[Entries from a point annotation set]
....
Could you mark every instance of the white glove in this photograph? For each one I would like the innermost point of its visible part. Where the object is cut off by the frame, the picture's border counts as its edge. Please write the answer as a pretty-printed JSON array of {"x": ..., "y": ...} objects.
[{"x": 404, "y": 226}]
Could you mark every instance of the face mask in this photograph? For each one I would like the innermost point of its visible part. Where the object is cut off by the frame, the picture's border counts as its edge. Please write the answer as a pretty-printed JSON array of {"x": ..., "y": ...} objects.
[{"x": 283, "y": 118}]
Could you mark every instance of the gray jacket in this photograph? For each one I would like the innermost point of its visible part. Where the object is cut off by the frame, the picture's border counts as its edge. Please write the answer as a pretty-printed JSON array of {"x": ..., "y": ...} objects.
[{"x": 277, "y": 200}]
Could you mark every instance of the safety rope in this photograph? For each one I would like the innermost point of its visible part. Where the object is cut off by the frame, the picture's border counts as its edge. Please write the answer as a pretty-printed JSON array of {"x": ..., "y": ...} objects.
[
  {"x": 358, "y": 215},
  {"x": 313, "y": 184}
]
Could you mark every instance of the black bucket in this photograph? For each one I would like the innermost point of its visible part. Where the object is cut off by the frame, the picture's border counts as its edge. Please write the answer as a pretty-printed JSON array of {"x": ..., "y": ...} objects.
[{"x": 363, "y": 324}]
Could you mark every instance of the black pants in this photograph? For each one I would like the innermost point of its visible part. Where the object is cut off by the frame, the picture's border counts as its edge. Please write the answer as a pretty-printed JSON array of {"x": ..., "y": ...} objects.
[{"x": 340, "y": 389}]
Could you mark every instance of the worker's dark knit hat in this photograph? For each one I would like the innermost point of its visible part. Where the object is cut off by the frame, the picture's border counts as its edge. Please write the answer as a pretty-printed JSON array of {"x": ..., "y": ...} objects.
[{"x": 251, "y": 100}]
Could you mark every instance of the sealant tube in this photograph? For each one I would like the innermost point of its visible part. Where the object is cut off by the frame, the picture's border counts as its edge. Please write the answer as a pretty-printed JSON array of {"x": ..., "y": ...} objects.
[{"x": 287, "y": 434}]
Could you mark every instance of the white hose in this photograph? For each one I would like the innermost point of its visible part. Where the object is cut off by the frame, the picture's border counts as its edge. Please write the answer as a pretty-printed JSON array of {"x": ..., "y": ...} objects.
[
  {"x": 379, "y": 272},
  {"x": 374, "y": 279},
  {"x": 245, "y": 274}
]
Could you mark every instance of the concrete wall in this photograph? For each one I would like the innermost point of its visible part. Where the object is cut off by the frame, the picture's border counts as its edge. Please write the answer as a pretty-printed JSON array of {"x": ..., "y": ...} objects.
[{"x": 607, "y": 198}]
....
» Given instruction
Recast the entries as a numbered list, starting with the line that contains "Could you mark every instance of the concrete" and continuing through the end of the entries, with blank lines left out.

» Task answer
1. Could you mark every instance of the concrete wall in this photograph? For each one I would like the innermost point of its visible part. Where the object is cut off by the frame, the picture's border counts as its edge. Please write the answer as a pretty-printed JSON array of {"x": ..., "y": ...} objects.
2. [{"x": 607, "y": 198}]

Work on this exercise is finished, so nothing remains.